— start ENTRIES —

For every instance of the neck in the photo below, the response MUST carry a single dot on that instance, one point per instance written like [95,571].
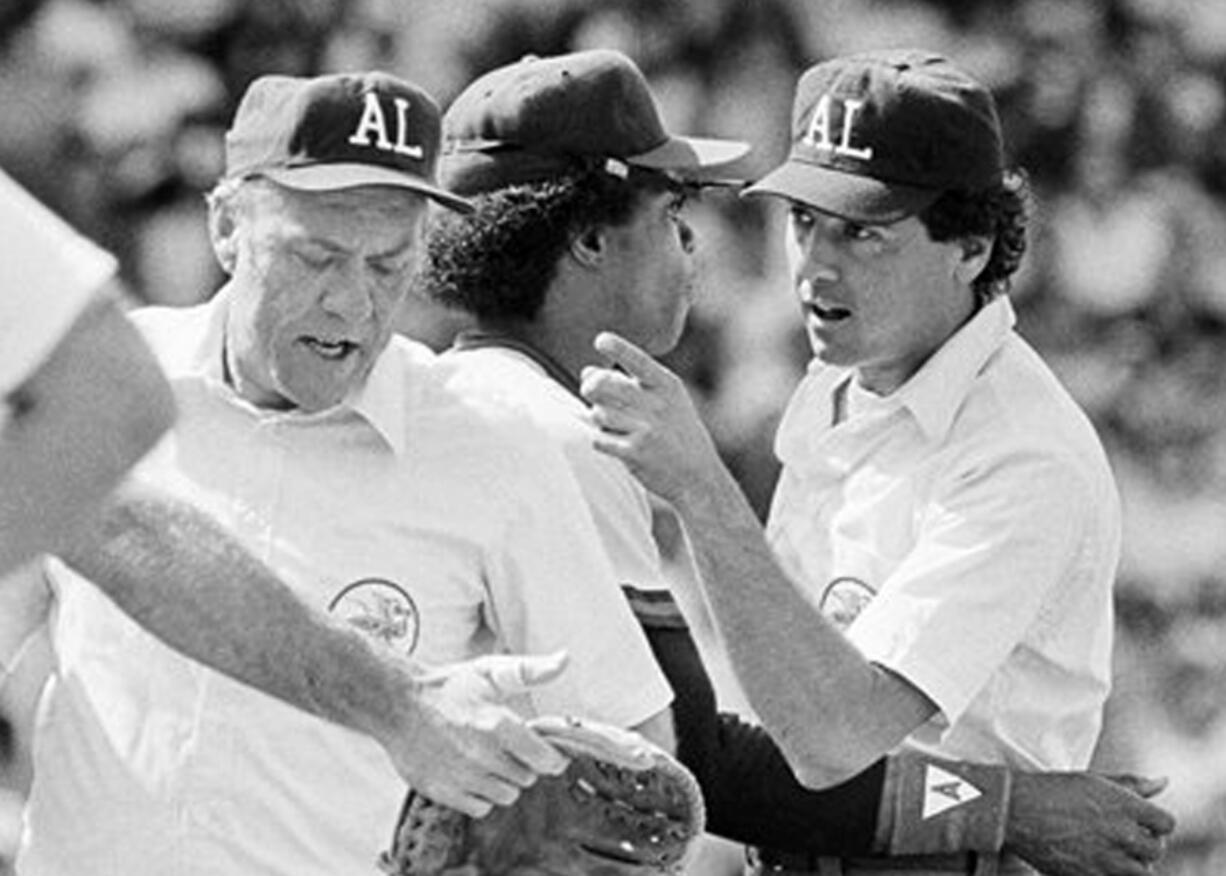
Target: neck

— end ENTRIES —
— start ENTRIES —

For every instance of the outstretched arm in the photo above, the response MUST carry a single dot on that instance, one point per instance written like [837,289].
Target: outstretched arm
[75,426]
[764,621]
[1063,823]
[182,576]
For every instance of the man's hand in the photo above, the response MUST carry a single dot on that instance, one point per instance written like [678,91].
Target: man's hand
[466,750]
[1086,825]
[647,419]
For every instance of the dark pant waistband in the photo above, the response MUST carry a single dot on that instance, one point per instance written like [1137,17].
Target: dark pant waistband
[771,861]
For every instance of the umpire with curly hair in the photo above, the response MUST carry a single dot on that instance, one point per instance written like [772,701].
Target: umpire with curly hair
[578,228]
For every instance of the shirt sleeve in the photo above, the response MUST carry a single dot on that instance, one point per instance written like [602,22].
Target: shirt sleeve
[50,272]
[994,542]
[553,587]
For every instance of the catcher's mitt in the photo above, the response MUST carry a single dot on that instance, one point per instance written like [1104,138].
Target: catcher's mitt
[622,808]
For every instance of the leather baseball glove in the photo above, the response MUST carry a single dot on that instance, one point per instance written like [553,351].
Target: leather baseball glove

— end ENTRIES —

» **INSTRUCTIONS FOR THE TASK**: Render the lines between the one containing "For every instance of the shirt" and the one containing "Target: leather baseball glove", inclusive, as a numbered list, omitting any blank lines.

» **WRITTEN SOLUTION**:
1. For every instance of the shirt sleeve in the photo above, the response MUST carry a single dot on that instance, one point per instance written like [602,22].
2. Target: shirt sleeve
3. [50,272]
4. [994,542]
5. [553,587]
6. For every instance of the catcher's mitt in the photo above, the response MUST carry a single dot on that instance, one point per instance written like [1104,138].
7. Target: catcher's mitt
8. [622,808]
9. For every instance of the leather baseball glove in the photo above, the response MUST carry a single dot on that instance, one point per instance written like [553,351].
10. Target: leather baseball glove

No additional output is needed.